Selected extract
2. Suppose that Karuna and Jorge meet for the first time after $t_1$ seconds and for the second time after $t_2$ seconds.
  When they meet for the first time, Karuna has run partway from $A$ to $B$ and Jorge has run partway from $B$ to $A$.
  
  At this instant, the sum of the distances that they have run equals the total distance from $A$ to $B$.
  Since Karuna runs at 6 m/s for these $t_1$ seconds, she has run $6t_1$ m.
  Since Jorge runs at 5 m/s for these $t_1$ seconds, he has run $5t_1$ m.
  Therefore, $6t_1+5t_1=297$ and so $11t_1 = 297$ or $t_1 = 27$.
  When they meet for the second time, Karuna has run from $A$ to $B$ and is running back to $A$ and Jorge has run from $B$ to $A$ and is running back to $B$. This is because Jorge gets to $A$ halfway through his run before Karuna gets back to $A$ at the end of her run.
  
  Since they each finish running after 99 seconds, then each has $99-t_2$ seconds left to run.
  At this instant, the sum of the distances that they have left to run equals the total distance from $A$ to $B$.
  Since Karuna runs at 6 m/s for these $(99-t_2)$ seconds, she has to run $6(99-t_2)$ m.
  Since Jorge runs at 7.5 m/s for these $(99-t_2)$ seconds, he has to run $7.5(99-t_2)$ m.
  Therefore, $6(99-t_2) + 7.5(99-t_2) = 297$ and so $13.5(99-t_2) = 297$ or $99-t_2 = 22$ and so $t_2=77$.
  Alternatively, to calculate the value of $t_2$, we note that when Karuna and Jorge meet for the second time, they have each run the distance from $A$ to $B$ one full time and are on their return trips.
  This means that they have each run the full distance from $A$ to $B$ once and the distances that they have run on their return trip add up to another full distance from $A$ to $B$, for a total distance of $3 \cdot 297\mbox{ m} = 891\mbox{ m}$.
  Karuna has run at 6 m/s for $t_2$ seconds, for a total distance of $6t_2$ m.
  Jorge ran the first 297 m at 5 m/s, which took $\frac{297}{5}$ s and ran the remaining $(t_2 - \frac{297}{5})$ seconds at 7.5 m/s, for a total distance of $\left(297 + 7.5 (t_2 - \frac{297}{5})\right)$ m.

Work order A
Output the entries word for word, everything from their first line down to the line containing "rough mask: <svg", with both ends included.

Supplied entries
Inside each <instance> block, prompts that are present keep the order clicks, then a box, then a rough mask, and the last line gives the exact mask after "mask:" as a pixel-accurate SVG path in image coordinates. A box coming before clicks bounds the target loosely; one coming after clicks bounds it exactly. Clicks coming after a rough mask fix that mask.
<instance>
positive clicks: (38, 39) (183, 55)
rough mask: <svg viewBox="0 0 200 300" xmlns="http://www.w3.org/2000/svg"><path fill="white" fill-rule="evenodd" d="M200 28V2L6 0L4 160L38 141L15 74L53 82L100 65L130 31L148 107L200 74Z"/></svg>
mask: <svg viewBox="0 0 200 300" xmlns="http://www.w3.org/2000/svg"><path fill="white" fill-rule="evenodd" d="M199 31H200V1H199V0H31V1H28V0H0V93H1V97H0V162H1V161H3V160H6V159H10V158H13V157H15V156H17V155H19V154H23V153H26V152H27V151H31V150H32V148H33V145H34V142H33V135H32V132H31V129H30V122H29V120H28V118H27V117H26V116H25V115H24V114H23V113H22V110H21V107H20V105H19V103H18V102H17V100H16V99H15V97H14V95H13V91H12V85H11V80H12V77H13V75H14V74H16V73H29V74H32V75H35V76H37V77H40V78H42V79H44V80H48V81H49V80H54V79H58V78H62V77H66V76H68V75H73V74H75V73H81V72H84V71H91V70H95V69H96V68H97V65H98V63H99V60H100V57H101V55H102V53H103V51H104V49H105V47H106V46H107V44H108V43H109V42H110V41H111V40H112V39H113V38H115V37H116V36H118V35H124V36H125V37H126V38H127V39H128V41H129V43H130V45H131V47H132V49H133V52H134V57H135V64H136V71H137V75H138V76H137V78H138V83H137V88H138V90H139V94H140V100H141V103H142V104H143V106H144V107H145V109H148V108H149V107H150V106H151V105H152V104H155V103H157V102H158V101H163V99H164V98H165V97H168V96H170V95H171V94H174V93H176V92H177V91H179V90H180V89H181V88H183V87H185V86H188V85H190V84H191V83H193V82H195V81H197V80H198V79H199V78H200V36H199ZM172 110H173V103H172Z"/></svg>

Work order B
Return everything from "Since Jorge runs at 5" down to "left to run." in the solution about the two runners, copied word for word.

Expected output A
Inside each <instance> block, prompts that are present keep the order clicks, then a box, then a rough mask, and the last line gives the exact mask after "mask:" as a pixel-accurate SVG path in image coordinates. A box coming before clicks bounds the target loosely; one coming after clicks bounds it exactly. Clicks coming after a rough mask fix that mask.
<instance>
positive clicks: (38, 39) (183, 55)
rough mask: <svg viewBox="0 0 200 300" xmlns="http://www.w3.org/2000/svg"><path fill="white" fill-rule="evenodd" d="M200 28V2L6 0L4 160L38 141L15 74L53 82L100 65L130 31L148 107L200 74Z"/></svg>

Expected output B
Since Jorge runs at 5 m/s for these $t_1$ seconds, he has run $5t_1$ m.
  Therefore, $6t_1+5t_1=297$ and so $11t_1 = 297$ or $t_1 = 27$.
  When they meet for the second time, Karuna has run from $A$ to $B$ and is running back to $A$ and Jorge has run from $B$ to $A$ and is running back to $B$. This is because Jorge gets to $A$ halfway through his run before Karuna gets back to $A$ at the end of her run.
  
  Since they each finish running after 99 seconds, then each has $99-t_2$ seconds left to run.